• **Text block**
Crewe-Nantwich Greenway: OPEN

 

A wide-range of characters from Cheshire East’s past and present attended the official opening of a 4km traffic-free rural corridor between Crewe and Nantwich.

1. Greenway

Mayor of Cheshire East Councillor George Walton cut the ribbon to mark the end of six years of hard work on the Sustrans Connect 2 Crewe-Nantwich Greenway, set well back from the A530 Middlewich Road.

Cllr Walton was accompanied by Cabinet member in charge of the environment Cllr David Topping, Crewe Mayor Cllr Margaret Martin, the chairman of the stakeholder group Cllr Arthur Moran as well as an array of dog walkers, cyclists, runners, horse riders and skateboarders on the first day of spring. 

There was also a Roman soldier, a roundhead civil war solider and a Crewe railway man present. All three characters are represented in steel around a customised portrait bench close to the road leading up to Alvaston Hall Hotel. This is a feature of Connect 2 routes across the country and is designed to represent the area’s history.

A toucan crossing has also been installed close to the Rising Sun pub to allow people to access the greenway across the busy A530. The speed limit has also been reduced.

The greenway is a joint project between the Council and sustainable transport charity Sustrans.

The route will increase the number of people walking and cycling in south Cheshire by offering them a traffic-free way of getting between the two towns, linking to shops, schools and major employment areas within Cheshire East. This will bring health as well as environmental benefits.

Cllr David Topping said: “I am delighted that this greenway is now officially open and it opens up parts of the countryside that have previously been inaccessible.

“As a Council we are committed to supporting sustainable forms of transport and this greenway now allows people to walk and cycle between these two towns.

“The welcome addition of new crossing installed on the busy A530 should also make it much safer for people wanting to access the greenway.”

Cllr Walton said: “It was an honour to officially open this new greenway and it was great to see so many people there who will all be able to use this new route.

“Hopefully it will persuade more people to leave the car at home and get out in the fresh air and take some exercise.

“I am sure that Cheshire East residents will be making use of this greenway for years to come.”

• **To be done**
1 > In the greenway article, what three characters are represented in steel around the portrait bench?
2 > Resume the article on the Crewe-Nantwich Greenway from the point where it ends.

• **Collected material**

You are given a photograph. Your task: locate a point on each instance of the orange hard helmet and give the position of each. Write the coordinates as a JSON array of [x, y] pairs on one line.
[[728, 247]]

• **Responses to the exercise**
1 > A Roman soldier, a roundhead civil war soldier and a Crewe railway man.

2 >
Peter Foster, regional director for Sustrans, said: “Our experience on the previous 14,000 miles of the National Cycle Network has us convinced that we’ll see lots of walkers, cyclists, pushchairs and wheelchairs out enjoying this new route. 

“With the help of our partners and local campaigners we’ve created an attractive traffic-free journey from the Barony to Queens Park. 

“Choosing to walk or cycle for short journeys – such as to work, to school or to the railway station – is good for your health, it’s good for the planet and it’s good for your wallet.”

 

The Crewe to Nantwich Greenway was officially opened on Wednesday 20th March 2013.

photo 4

The route runs from Tipkinder Park in Crewe, through (and around) Queens Park, around King George V playing fields to the Rising Sun Inn, then west through the fields alongside the A530 Middlewich Road to Barony Park where it ends at Beam Street in Nantwich. It will give pedestrians, wheelchair users and cyclists a traffic-free route between Crewe and Nantwich. The western section from the Rising Sun Inn to Barony Park has been designed to accommodate horse riders. 

A ribbon cutting ceremony by Councillor Peggy Martin (Mayor of Crewe), Councillor George Walton (Mayor of Cheshire East Borough) and Councillor Arthur Moran (Nantwich Town Council) took place at the 'Portrait Bench', located by the entrance to Alvaston Hall. The ceremony was also attended by walkers, runners, cyclists and horse riders. 

The Portrait Bench features life-size sheet steel effigies of a Roman Soldier, a Civil War Roundhead and a Railwayman: http://www.sustrans.org.uk/portraitbench

The route was funded by the Big Lottery Fund, constructed by William Pye Ltd and promoted by Sustrans (sustainable transport charity).